■ Instruction ■
Put everything in the listing from the line containing "Provide the mask of every instance of the parked" down to the line containing "225 L 0 222" into a numbered list, leaving out any blank lines.

■ Data records ■
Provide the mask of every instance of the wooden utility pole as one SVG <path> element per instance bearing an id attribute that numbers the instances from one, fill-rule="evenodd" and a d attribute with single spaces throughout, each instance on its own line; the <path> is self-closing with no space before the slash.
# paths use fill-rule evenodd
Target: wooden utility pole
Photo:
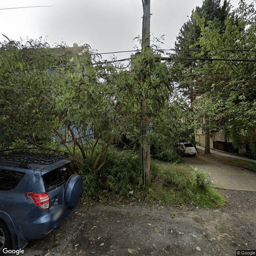
<path id="1" fill-rule="evenodd" d="M 143 7 L 143 17 L 142 20 L 142 33 L 141 48 L 142 52 L 150 50 L 150 0 L 142 0 Z M 143 167 L 144 172 L 144 184 L 150 185 L 150 147 L 149 135 L 148 130 L 148 122 L 144 120 L 146 117 L 146 100 L 144 96 L 141 103 L 141 160 Z"/>

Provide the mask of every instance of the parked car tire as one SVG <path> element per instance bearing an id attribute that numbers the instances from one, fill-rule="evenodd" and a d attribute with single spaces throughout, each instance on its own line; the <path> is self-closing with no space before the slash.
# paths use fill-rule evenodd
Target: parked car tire
<path id="1" fill-rule="evenodd" d="M 6 225 L 0 222 L 0 255 L 3 254 L 3 249 L 12 249 L 12 238 Z"/>

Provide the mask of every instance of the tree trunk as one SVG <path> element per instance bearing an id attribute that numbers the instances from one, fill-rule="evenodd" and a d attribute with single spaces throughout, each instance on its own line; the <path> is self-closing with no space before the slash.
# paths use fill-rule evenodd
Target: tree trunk
<path id="1" fill-rule="evenodd" d="M 211 154 L 210 151 L 210 126 L 209 121 L 206 121 L 206 129 L 205 130 L 205 147 L 204 154 Z"/>
<path id="2" fill-rule="evenodd" d="M 150 47 L 150 0 L 142 0 L 143 5 L 143 18 L 142 20 L 142 32 L 141 48 L 142 50 Z M 146 106 L 147 102 L 145 99 L 142 101 L 142 118 L 146 116 Z M 150 147 L 149 135 L 147 130 L 147 122 L 142 121 L 142 143 L 143 144 L 143 165 L 144 173 L 144 184 L 148 186 L 151 184 L 150 177 Z"/>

■ Response to this task ■
1. Provide the mask of every instance of the parked car tire as one SVG <path> element per instance bearing an id attribute that numbers the instances from one, fill-rule="evenodd" and a d attribute with single spaces throughout, each instance on its own line; the <path> is self-closing with no space before the slash.
2. # paths use fill-rule evenodd
3. Target: parked car tire
4. <path id="1" fill-rule="evenodd" d="M 6 225 L 0 222 L 0 255 L 3 254 L 3 249 L 12 249 L 12 238 Z"/>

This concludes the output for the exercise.